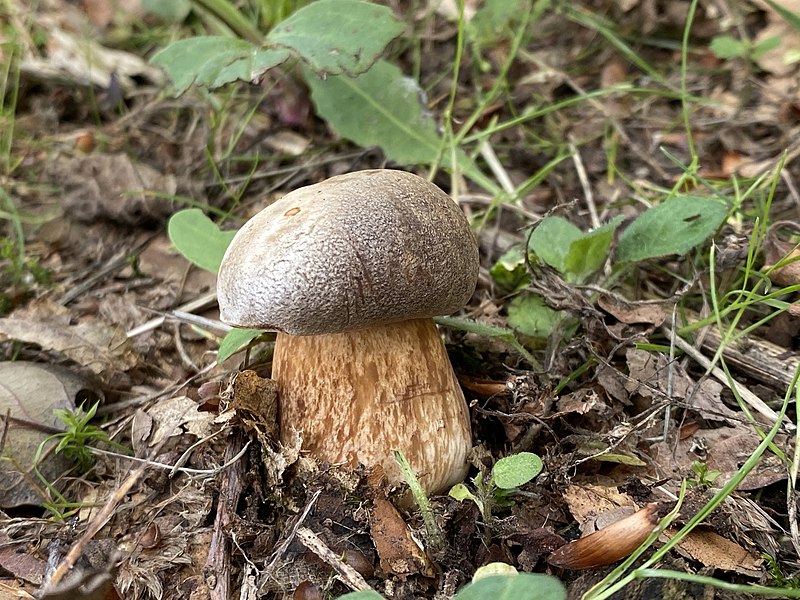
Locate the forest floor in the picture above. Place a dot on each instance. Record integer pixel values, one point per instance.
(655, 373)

--

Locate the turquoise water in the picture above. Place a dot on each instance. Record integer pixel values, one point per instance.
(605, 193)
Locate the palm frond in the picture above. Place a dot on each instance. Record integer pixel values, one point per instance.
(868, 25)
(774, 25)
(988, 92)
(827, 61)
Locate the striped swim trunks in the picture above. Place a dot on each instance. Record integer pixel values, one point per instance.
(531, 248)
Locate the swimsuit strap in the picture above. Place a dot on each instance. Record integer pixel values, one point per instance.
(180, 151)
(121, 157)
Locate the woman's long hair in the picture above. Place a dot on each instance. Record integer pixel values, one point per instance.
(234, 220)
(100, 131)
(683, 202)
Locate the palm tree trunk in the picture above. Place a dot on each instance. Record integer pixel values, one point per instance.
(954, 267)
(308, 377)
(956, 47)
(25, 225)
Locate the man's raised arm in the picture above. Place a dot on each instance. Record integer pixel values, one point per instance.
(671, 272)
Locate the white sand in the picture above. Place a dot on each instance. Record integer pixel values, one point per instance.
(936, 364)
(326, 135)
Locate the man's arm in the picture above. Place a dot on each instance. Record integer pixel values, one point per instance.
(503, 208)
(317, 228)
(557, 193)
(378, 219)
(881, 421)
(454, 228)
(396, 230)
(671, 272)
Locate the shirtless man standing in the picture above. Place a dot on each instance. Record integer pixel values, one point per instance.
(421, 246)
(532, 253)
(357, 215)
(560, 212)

TASK TO COMPLETE>
Tally the lines of the rows above that contain the word "palm". Reply with the number alone.

SOLUTION TO THE PROBLEM>
2